(Referring expression pointing data)
_ _ _

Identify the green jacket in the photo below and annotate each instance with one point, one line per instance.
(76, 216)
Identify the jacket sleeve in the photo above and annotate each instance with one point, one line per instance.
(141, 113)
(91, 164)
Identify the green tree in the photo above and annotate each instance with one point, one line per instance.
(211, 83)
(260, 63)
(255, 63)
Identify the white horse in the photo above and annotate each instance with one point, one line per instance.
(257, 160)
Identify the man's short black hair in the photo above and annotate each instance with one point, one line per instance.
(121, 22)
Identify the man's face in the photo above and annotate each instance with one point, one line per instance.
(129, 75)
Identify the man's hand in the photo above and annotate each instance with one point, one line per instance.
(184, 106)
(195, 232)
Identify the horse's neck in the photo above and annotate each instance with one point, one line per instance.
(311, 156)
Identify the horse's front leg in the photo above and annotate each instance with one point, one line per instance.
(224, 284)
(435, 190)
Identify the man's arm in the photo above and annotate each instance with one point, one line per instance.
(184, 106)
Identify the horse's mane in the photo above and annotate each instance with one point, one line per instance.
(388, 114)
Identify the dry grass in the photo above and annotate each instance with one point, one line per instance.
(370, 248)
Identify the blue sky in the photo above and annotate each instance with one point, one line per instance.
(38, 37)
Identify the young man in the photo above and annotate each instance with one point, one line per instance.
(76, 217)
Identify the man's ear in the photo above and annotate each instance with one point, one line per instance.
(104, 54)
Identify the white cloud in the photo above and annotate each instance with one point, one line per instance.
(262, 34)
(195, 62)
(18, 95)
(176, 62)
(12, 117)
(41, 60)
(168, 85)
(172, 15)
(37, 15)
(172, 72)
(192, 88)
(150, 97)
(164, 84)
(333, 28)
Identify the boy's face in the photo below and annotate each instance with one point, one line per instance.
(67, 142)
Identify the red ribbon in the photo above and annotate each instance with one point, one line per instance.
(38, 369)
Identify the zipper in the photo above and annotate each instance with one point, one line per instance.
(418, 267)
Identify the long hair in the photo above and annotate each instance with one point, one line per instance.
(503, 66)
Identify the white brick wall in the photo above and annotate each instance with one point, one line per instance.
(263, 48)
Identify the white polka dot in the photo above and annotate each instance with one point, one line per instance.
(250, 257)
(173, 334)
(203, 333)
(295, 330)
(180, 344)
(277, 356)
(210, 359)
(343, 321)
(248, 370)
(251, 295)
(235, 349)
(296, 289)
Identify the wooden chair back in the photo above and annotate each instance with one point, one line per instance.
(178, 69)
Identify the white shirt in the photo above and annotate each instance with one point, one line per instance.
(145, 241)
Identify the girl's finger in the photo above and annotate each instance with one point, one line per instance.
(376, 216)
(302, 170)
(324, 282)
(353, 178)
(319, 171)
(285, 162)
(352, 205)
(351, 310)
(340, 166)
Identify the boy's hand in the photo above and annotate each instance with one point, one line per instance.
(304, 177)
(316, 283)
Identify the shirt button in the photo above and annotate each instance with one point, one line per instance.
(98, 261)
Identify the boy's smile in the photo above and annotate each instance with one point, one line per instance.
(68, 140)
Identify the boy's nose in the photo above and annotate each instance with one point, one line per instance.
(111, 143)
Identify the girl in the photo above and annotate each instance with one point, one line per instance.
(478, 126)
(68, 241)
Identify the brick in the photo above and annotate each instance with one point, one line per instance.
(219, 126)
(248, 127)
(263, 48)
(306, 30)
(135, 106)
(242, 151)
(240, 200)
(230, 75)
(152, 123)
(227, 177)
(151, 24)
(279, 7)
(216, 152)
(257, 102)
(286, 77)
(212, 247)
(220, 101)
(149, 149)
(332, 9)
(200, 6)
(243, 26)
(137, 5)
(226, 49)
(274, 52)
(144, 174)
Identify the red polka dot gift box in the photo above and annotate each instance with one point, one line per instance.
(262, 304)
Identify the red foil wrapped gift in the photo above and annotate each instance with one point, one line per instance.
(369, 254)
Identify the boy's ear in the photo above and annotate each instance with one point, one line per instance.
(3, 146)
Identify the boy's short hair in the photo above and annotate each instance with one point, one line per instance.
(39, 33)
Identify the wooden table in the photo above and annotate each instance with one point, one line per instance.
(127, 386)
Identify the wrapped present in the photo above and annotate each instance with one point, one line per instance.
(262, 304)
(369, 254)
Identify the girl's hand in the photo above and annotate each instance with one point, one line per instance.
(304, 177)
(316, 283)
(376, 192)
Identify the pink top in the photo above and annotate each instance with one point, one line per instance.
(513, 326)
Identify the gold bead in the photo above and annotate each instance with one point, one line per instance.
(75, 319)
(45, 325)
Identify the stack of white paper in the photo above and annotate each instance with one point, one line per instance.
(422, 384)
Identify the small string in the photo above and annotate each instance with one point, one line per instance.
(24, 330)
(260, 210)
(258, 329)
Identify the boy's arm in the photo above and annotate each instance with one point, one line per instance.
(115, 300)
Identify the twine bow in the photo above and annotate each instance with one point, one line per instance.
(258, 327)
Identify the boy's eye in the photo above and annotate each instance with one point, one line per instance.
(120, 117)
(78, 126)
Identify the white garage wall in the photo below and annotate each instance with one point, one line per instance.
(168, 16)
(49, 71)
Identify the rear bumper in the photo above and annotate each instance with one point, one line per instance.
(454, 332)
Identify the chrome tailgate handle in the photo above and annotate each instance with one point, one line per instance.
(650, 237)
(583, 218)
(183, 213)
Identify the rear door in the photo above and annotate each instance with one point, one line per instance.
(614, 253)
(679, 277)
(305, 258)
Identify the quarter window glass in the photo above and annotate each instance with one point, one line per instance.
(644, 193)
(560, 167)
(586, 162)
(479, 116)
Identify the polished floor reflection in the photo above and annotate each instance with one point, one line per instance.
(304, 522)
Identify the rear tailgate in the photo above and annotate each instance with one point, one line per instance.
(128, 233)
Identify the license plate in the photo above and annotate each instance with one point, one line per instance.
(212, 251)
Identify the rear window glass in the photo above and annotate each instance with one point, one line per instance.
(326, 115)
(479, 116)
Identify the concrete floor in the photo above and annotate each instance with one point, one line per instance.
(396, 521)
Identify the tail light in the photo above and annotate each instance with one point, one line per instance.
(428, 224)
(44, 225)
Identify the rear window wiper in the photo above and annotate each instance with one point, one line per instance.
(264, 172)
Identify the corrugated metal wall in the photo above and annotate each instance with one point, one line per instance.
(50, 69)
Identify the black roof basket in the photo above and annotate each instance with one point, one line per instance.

_ _ _

### What the task asks
Your answer should consist of every record, printed exactly as given.

### Expected answer
Identify the green jacket in the photo below and annotate each instance with one point, one line per instance.
(76, 216)
Identify the jacket sleeve in the photo above and annotate each instance with one point, one line per instance.
(141, 113)
(91, 164)
Identify the green tree in the photo above and annotate each instance with one point, one line per instance.
(211, 83)
(260, 63)
(255, 63)
Identify the white horse in the photo above and annotate each instance with one point, one line per instance.
(257, 160)
Identify the man's short black hair in the photo above and annotate each instance with one point, one line per instance.
(121, 22)
Identify the man's face in the photo above and annotate each instance with one point, one line per instance.
(129, 75)
Identify the man's hand in the photo above and annotate each instance with one point, one line per instance.
(184, 106)
(195, 232)
Identify the horse's neck in the photo above and annotate each instance with one point, one line per instance.
(311, 156)
Identify the horse's front leg in the photo above and annotate each instance with one point, one line per instance.
(224, 284)
(435, 190)
Identify the man's arm in the photo above and annotate each instance with one point, one line per instance.
(184, 106)
Identify the horse's mane in the photo above and annotate each instance with one point, one line per instance.
(388, 114)
Identify the dry grass in the photo above and annotate each instance with one point, one line per instance.
(370, 248)
Identify the blue sky in the photo above and annotate each instance with one point, one line per instance.
(38, 37)
Identify the young man in the photo above and annotate each instance with one point, one line per instance.
(76, 217)
Identify the man's ear in the photo above and annotate each instance with one point, one line per instance.
(104, 54)
Identify the white cloud in the photo above and annotate each instance with one point, one line per instance.
(262, 34)
(195, 62)
(18, 95)
(176, 62)
(12, 117)
(41, 60)
(168, 85)
(172, 15)
(37, 15)
(172, 72)
(192, 88)
(150, 97)
(164, 84)
(333, 28)
Identify the boy's face in the photo below and annotate each instance with one point, one line per instance.
(67, 142)
Identify the red ribbon in the photo above and annotate each instance with one point, one line per instance.
(38, 369)
Identify the zipper in the photo above and annotate each instance with one point, one line per instance.
(418, 267)
Identify the long hair in the photo above and annotate each instance with one point, one line per instance.
(503, 66)
Identify the white brick wall in the photo above and annotate each instance with one point, one line per instance.
(263, 48)
Identify the white polka dot in the photo above and annotate each instance with one point, one line per instance.
(250, 257)
(173, 334)
(203, 333)
(295, 330)
(180, 344)
(277, 356)
(210, 359)
(343, 321)
(248, 370)
(251, 295)
(235, 349)
(296, 289)
Identify the wooden chair back in the photo above and annotate each instance with one point, one line per instance.
(178, 69)
Identify the white shirt in the photo above and annotate each instance with one point, one line per instance.
(145, 241)
Identify the girl's finger in the photo above and annotate each instance with one point, one line per instance.
(376, 216)
(302, 170)
(324, 282)
(353, 178)
(319, 171)
(285, 162)
(352, 205)
(351, 310)
(340, 166)
Identify the boy's hand in the photo above and annotate each instance with one point, one line per instance.
(304, 177)
(316, 283)
Identify the shirt button in the photo above and annotate each instance with one point, one line per instance.
(98, 261)
Identify the boy's smile in the photo above and annotate each instance with one point, one line per instance.
(68, 140)
Identify the boy's nose in the photo above and annotate each instance with one point, one line per instance.
(111, 143)
Identify the girl in the photo above and annotate each instance with one point, one line per instance.
(478, 126)
(68, 241)
Identify the brick in the photo above and annotate each instance with one point, one line per instance.
(219, 126)
(248, 127)
(263, 48)
(306, 30)
(135, 106)
(242, 151)
(240, 200)
(230, 75)
(152, 123)
(227, 177)
(151, 24)
(279, 7)
(216, 152)
(257, 102)
(286, 77)
(212, 247)
(220, 101)
(149, 149)
(332, 9)
(200, 6)
(243, 26)
(137, 5)
(226, 49)
(274, 52)
(144, 174)
Identify the red polka dot gift box in the photo above and annotate each instance with one point, one line per instance.
(262, 304)
Identify the red foil wrapped gift in the photo above and annotate each instance with one point, one line per instance.
(369, 254)
Identify the boy's ear in the photo above and annotate each instance with one point, one line per instance.
(3, 146)
Identify the boy's short hair in the photo above and annotate each instance with one point, one line per instance.
(39, 33)
Identify the wooden table in the photo above and annotate each instance with one point, one line per instance.
(127, 386)
Identify the wrapped present in the photo above and annotate each instance with one point, one line per instance.
(262, 304)
(369, 254)
Identify the girl's hand in the photo above and annotate each instance with one point, one line per instance.
(304, 177)
(316, 283)
(376, 192)
Identify the pink top in the photo above and annotate each instance with one point, one line per instance.
(513, 326)
Identify the gold bead in the photo above and annotate each instance with one point, one line per instance.
(75, 319)
(45, 325)
Identify the stack of white paper in the photo above and annotate each instance with one point, one line per instance.
(422, 384)
Identify the small string in the photo above and annotate each instance with one point, one line per instance.
(24, 330)
(260, 210)
(258, 329)
Identify the boy's arm in the photo above and annotate each instance with one point, one line per instance.
(115, 300)
Identify the twine bow in the photo above and annotate each instance with one point, one line per instance.
(258, 327)
Identify the boy's eye in the photo above and annotate each instance with one point, one line per instance.
(120, 117)
(78, 126)
Identify the white garage wall in the photo below and annotate each instance with one point, one line per instance.
(168, 16)
(49, 71)
Identify the rear bumper in the photo above and annotate each instance with one point, one line per instance.
(454, 332)
Identify the chrome tailgate handle in the photo above and annotate each instance with one point, one line per instance.
(650, 237)
(583, 218)
(183, 213)
Identify the rear door in the photo above and annotate each instance with one point, one line per instance.
(614, 253)
(679, 277)
(305, 258)
Identify the quarter window glass in the photo above and annotate each instance with one point, one line per instance.
(644, 193)
(560, 167)
(586, 162)
(479, 116)
Identify the polished floor reflection in the photo above and annotate each instance with one point, one line per instance.
(304, 522)
Identify the rear tailgate in the photo above and annotate each instance with one point, one line per instance.
(128, 233)
Identify the license plate in the photo above and annotate each instance with one point, one line per instance.
(212, 251)
Identify the rear window glass in the photo above and annotate each instance with one point, one line per instance.
(326, 115)
(479, 116)
Identify the concrete floor in the photo above and annotate each instance with one point, one line per instance.
(396, 521)
Identify the tail light in the photo above and annotate each instance with one point, one line per instance.
(428, 224)
(44, 225)
Identify the rear window wiper in the photo above and annotate each instance with one point, one line per instance.
(264, 172)
Identify the corrugated metal wall in the photo above and annotate each instance with one point, one line per instance.
(50, 69)
Identify the black roof basket in the photo above and annotate each instance with one point, one line per instance.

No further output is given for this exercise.